# GIVEN RECORDS start

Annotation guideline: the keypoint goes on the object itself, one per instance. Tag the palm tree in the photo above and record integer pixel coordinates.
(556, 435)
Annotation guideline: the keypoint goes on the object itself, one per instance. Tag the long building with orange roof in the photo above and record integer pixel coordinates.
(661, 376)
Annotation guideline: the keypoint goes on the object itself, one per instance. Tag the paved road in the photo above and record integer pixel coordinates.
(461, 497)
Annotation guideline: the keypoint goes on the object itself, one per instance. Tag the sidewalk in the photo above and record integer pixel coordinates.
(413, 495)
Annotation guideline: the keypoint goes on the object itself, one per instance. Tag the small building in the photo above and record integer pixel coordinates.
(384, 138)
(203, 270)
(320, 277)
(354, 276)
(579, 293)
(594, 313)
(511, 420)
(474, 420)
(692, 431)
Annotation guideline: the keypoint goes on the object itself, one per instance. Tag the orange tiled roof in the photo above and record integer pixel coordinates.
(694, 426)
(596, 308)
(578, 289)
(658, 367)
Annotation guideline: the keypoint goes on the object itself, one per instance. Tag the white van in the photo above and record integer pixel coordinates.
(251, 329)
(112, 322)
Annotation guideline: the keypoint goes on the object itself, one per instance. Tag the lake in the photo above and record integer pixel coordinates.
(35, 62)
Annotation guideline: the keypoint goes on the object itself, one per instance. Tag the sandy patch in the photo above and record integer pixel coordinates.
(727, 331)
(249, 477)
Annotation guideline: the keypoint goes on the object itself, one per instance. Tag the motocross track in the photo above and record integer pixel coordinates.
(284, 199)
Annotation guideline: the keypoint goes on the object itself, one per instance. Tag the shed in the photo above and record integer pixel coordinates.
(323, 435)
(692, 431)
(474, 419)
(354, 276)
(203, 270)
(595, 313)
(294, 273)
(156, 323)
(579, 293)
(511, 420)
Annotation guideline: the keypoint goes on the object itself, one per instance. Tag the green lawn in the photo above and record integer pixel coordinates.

# GIVEN RECORDS end

Render every line of the items above as a JSON list of strings, one string per line and no blank lines.

- _RESULT OF THE TASK_:
[
  "Annotation guideline: the keypoint goes on the object itself, one per instance. Tag the palm tree in the photo above and record integer pixel coordinates.",
  "(556, 435)",
  "Annotation guideline: the keypoint goes on the object itself, one per instance. Tag the long building with orange roof in the photo above and record integer pixel coordinates.",
  "(661, 376)",
  "Annotation guideline: the keypoint goes on the object itself, one per instance. Tag the paved road in the photo above and record integer pixel coordinates.",
  "(461, 497)",
  "Annotation guideline: the keypoint goes on the object itself, one per instance. Tag the sidewalk in the photo above and record integer pixel coordinates.",
  "(413, 495)",
  "Annotation guideline: the keypoint goes on the object itself, one per instance. Tag the small building in the photo above and record integer pixel coordinates.",
  "(384, 138)",
  "(203, 270)",
  "(320, 277)",
  "(354, 276)",
  "(579, 293)",
  "(594, 313)",
  "(511, 420)",
  "(474, 420)",
  "(692, 431)",
  "Annotation guideline: the keypoint goes on the object itself, one per instance. Tag the orange tiled roof in the photo above and record integer pixel coordinates.",
  "(694, 426)",
  "(596, 308)",
  "(578, 289)",
  "(658, 367)",
  "Annotation guideline: the keypoint goes on the object itself, one per instance. Tag the white van in the photo above and record integer pixel coordinates.",
  "(251, 329)",
  "(112, 322)",
  "Annotation guideline: the keypoint goes on the object itself, one per instance. Tag the lake in the photo above and record integer pixel coordinates.",
  "(35, 62)",
  "Annotation guideline: the keypoint goes on the object itself, one per instance. Tag the sandy patch in the photo above and record integer pixel coordinates.",
  "(727, 331)",
  "(249, 477)",
  "Annotation guideline: the keypoint goes on the object itself, one per instance. Tag the motocross track in the photo above and record integer pixel coordinates.",
  "(284, 199)",
  "Annotation guideline: the keypoint goes on the object itself, one per instance. Tag the shed in the photo above and record integer pixel coordinates.",
  "(323, 435)",
  "(692, 431)",
  "(474, 419)",
  "(354, 276)",
  "(203, 270)",
  "(595, 313)",
  "(294, 273)",
  "(156, 323)",
  "(579, 293)",
  "(511, 420)",
  "Annotation guideline: the keypoint goes on the object itself, one per instance. Tag the green lawn in the photo above and record integer pixel coordinates."
]